> [Task instructions] Copy all records exactly, excluding images.

── Records

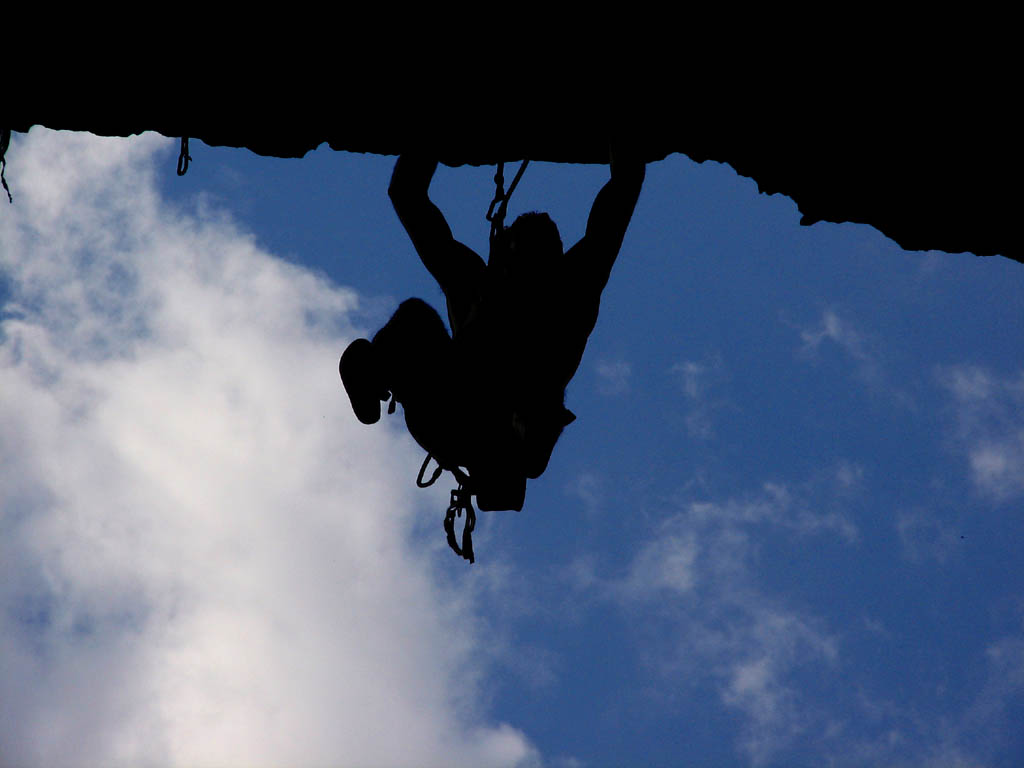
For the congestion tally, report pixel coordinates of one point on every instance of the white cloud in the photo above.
(989, 413)
(204, 558)
(695, 579)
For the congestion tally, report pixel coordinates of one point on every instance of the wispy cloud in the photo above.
(194, 524)
(989, 427)
(864, 352)
(698, 381)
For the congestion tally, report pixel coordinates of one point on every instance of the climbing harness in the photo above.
(497, 219)
(183, 158)
(4, 142)
(461, 500)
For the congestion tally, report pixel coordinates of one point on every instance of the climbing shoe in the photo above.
(360, 376)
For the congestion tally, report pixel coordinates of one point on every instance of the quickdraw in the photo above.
(501, 197)
(461, 500)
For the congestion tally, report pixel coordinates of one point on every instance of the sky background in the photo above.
(785, 528)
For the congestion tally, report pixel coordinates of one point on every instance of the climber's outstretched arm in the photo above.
(453, 264)
(594, 255)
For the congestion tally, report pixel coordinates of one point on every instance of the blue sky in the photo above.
(783, 530)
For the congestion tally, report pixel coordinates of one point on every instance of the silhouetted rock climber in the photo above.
(489, 397)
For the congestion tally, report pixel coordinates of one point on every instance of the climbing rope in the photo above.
(501, 197)
(4, 142)
(183, 158)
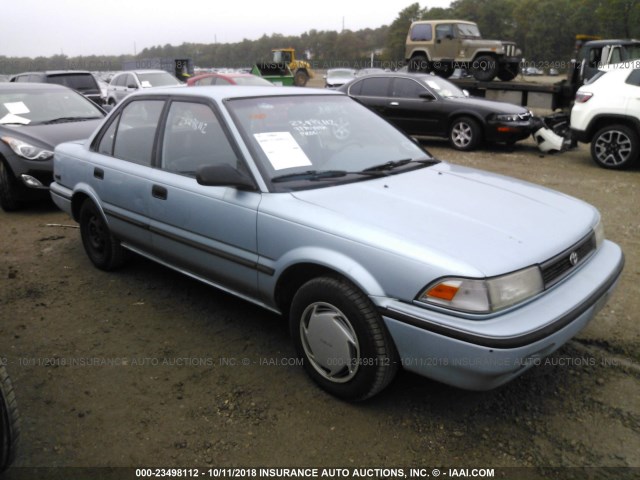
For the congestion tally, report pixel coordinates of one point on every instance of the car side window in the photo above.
(443, 31)
(136, 131)
(407, 88)
(375, 87)
(421, 33)
(193, 138)
(634, 78)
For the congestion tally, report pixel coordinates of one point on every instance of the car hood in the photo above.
(482, 223)
(490, 106)
(51, 135)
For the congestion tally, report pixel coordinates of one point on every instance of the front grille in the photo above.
(560, 266)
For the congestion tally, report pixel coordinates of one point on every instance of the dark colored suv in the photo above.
(82, 81)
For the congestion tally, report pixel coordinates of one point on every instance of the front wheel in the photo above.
(9, 418)
(616, 147)
(464, 134)
(342, 339)
(102, 248)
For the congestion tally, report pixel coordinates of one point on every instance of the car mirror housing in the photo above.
(427, 96)
(224, 176)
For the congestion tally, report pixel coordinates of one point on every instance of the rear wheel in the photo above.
(342, 339)
(301, 78)
(615, 147)
(465, 134)
(102, 248)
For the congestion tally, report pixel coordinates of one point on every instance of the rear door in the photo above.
(208, 231)
(121, 166)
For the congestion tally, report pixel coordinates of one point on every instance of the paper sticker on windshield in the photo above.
(282, 150)
(10, 118)
(17, 108)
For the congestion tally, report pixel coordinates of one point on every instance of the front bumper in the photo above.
(480, 355)
(499, 131)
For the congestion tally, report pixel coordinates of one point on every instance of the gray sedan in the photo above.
(306, 203)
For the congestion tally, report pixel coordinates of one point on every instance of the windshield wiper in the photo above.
(314, 175)
(399, 163)
(68, 119)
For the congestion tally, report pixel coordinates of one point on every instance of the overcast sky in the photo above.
(32, 28)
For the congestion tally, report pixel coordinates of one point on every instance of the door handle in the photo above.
(159, 192)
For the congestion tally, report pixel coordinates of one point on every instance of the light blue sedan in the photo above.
(308, 204)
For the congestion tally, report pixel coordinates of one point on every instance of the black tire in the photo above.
(508, 71)
(419, 63)
(8, 189)
(485, 68)
(344, 344)
(102, 248)
(615, 147)
(10, 418)
(465, 134)
(300, 78)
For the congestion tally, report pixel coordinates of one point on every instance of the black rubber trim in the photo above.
(509, 342)
(197, 245)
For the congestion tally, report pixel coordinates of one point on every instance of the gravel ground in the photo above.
(146, 368)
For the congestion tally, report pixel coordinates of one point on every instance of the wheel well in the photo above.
(458, 116)
(76, 204)
(293, 278)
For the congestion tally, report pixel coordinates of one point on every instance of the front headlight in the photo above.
(484, 295)
(506, 117)
(26, 150)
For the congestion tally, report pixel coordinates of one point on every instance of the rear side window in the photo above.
(375, 87)
(131, 136)
(194, 138)
(421, 32)
(80, 82)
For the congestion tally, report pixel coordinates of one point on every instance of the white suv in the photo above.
(607, 114)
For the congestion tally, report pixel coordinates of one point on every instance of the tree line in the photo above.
(545, 31)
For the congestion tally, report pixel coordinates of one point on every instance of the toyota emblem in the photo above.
(573, 258)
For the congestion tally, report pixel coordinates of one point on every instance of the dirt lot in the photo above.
(146, 368)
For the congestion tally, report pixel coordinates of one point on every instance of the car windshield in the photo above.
(157, 79)
(309, 141)
(443, 88)
(468, 31)
(29, 107)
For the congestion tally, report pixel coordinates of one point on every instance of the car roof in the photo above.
(32, 86)
(220, 93)
(54, 72)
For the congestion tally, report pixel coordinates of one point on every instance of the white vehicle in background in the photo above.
(125, 83)
(606, 114)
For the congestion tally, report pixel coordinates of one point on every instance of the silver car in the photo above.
(308, 204)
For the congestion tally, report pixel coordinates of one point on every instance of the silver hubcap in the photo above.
(330, 342)
(461, 134)
(613, 147)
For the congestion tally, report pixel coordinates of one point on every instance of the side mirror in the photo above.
(224, 176)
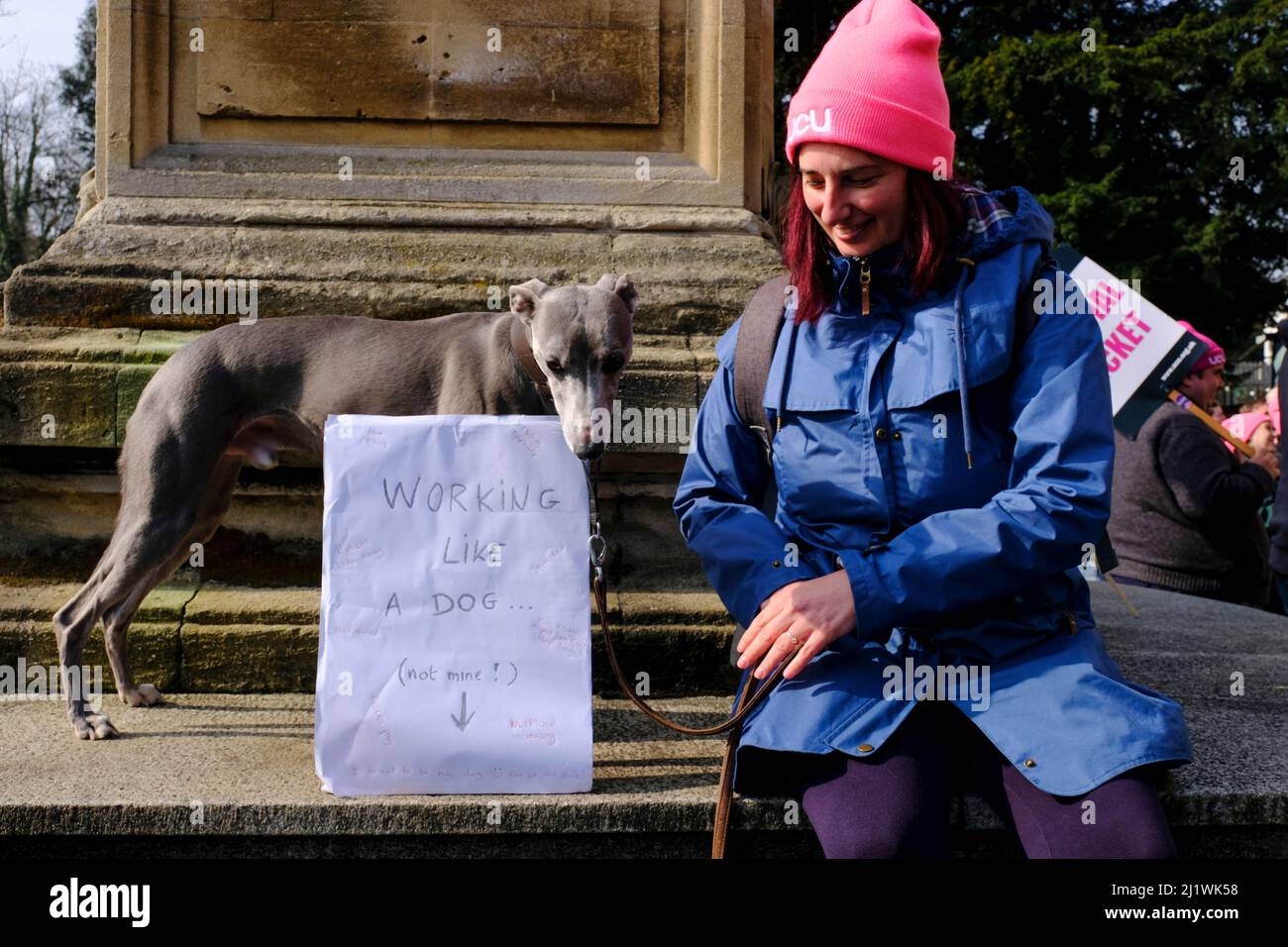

────

> [Response to the exercise]
For the congestion tally, report pixel coordinates of one point on every instance of the white cloud in the photo above.
(989, 413)
(204, 558)
(695, 579)
For the congestion tally, report pixel coordinates of one point on every instance of the wispy cloud in the photo above.
(194, 524)
(989, 427)
(864, 352)
(698, 381)
For the congestion tally, report pixel coordinates of one point on every instance of the climbing harness in the photo above.
(497, 219)
(183, 158)
(4, 142)
(461, 500)
For the congestion tally, report pixel coordinates of one point on every instance of the climbing shoe in the photo above.
(360, 376)
For the congestion tally, report pixel coordinates of one point on every instance of the quickdraw in the photo above.
(501, 197)
(461, 500)
For the congestion tally, report pixel coordinates of one point on every instance of the sky background in the photo above.
(785, 528)
For the congestion tally, report pixel coordinates of one point on every instance of the climber's outstretched arm in the photo above.
(453, 264)
(594, 255)
For the congestion tally, report pixel coordinates of one point on every instance of the blue sky in the photo above.
(783, 530)
For the congestion tally, report pixel coordinates of one point on every instance of the silhouetted rock climber in the photo above.
(489, 397)
For the congestion tally, report pixel coordinates of one point on every instance of the climbing rope in the photo above.
(501, 197)
(4, 142)
(183, 158)
For the congestion tally, report pixel coordinates of one point on every instance of the car side window in the photo above.
(443, 31)
(136, 131)
(407, 88)
(375, 87)
(421, 33)
(193, 138)
(634, 78)
For the congestion tally, report pixel coordinates of one point on every instance of the car hood in the photo above.
(482, 223)
(490, 106)
(51, 135)
For the congestion tally, report pixel coordinates of one point on every instance of the front grille in the photo above.
(560, 266)
For the congestion tally, report pixel coordinates of one point on every instance of the dark colored suv in the photo above.
(82, 81)
For the congestion tally, report pixel coordinates of one point on every instance of the front wheel in the photo above.
(9, 418)
(616, 147)
(464, 134)
(342, 339)
(102, 248)
For the congestion tally, report pixel coordinates of one point on every instance of the car mirror housing in the photo above.
(427, 96)
(224, 176)
For the congestion tally, report pixel coordinates of one point on every instance of the rear wheel in the photo above.
(342, 339)
(301, 78)
(615, 147)
(465, 134)
(102, 248)
For the congestion tally, report pixel coordinates of one point on every instance of the rear door in the photo above.
(208, 231)
(121, 166)
For the congestion tally, report pixel coordinates of one point on every instance of the paper sticker on windshield in the photo above.
(282, 150)
(10, 118)
(17, 108)
For the congestion tally, report pixel coordinates of one point on every instance of the front bumper in the photo above.
(480, 355)
(499, 131)
For the congestion tally, report pixel coordinates of one point on every instance of the gray sedan in the photo above.
(306, 203)
For the congestion tally, report pixel coordinates of one point on every instance of the windshield wiper in the photo above.
(314, 175)
(399, 163)
(68, 119)
For the congestion tally, report pixel coordinates of one point on every instance of the overcast sky in the photo above.
(32, 28)
For the congestion tally, report pixel coordinates of one point on every instance of the door handle in the photo above.
(159, 192)
For the congestion tally, report pixel coordinates of one point on every instance of the light blue sedan in the photo above.
(308, 204)
For the congestion tally, report pixel coordinates of one point on every instance of the black tire in the photo above.
(508, 71)
(419, 63)
(8, 189)
(485, 68)
(344, 344)
(102, 248)
(615, 147)
(10, 418)
(465, 134)
(300, 78)
For the congestion tally, report pixel coordinates of one point on every instance of the black rubber trim in the photo above.
(509, 342)
(197, 245)
For the congestion tally, report pixel coordinates of one point on every instance of the gravel ground in the photo above.
(146, 368)
For the congestion tally, report pixel coordinates of one point on every instance of the wheel well in the photo above.
(458, 116)
(76, 204)
(293, 278)
For the congestion tally, report pixel coordinates of one point on every instance of the front headlight in the photo above.
(484, 295)
(506, 117)
(26, 150)
For the congestion tally, report pixel coordinates of one point on every instance of the rear side window in the photo above.
(375, 87)
(131, 136)
(194, 138)
(421, 32)
(80, 82)
For the congestion tally, report pixel coordinates of one point on every instance of the white suv in the photo above.
(607, 114)
For the congestion tally, report pixel coordinates of one point on every instance of the tree line in the photo above.
(545, 31)
For the congestion tally, report pixel coordinates of one point on every instance of the toyota emblem in the photo above.
(573, 258)
For the congestion tally, report pixel coordinates of one point on every instance of the dirt lot in the photo above.
(146, 368)
For the congestion tally, report pixel coordinates of one point on every instance of the car windshield in the photo above.
(157, 79)
(309, 141)
(443, 88)
(468, 31)
(29, 107)
For the congestion tally, report pixel coordinates of one point on every instance of the car roof in the photo above.
(32, 86)
(220, 93)
(54, 72)
For the congestion tally, report pixel coordinates of one point on every instance of the white vehicle in background in the photo above.
(125, 83)
(606, 114)
For the congestion tally, report pixel coordinates of one point on every instance of the silver car in the photo above.
(308, 204)
For the congestion tally, report pixel coordinates of one point on every instance of the silver hubcap in the photo above.
(330, 342)
(461, 134)
(613, 147)
For the congestion tally, report pixel coordinates of one point on every instance of the side mirror in the photo above.
(224, 176)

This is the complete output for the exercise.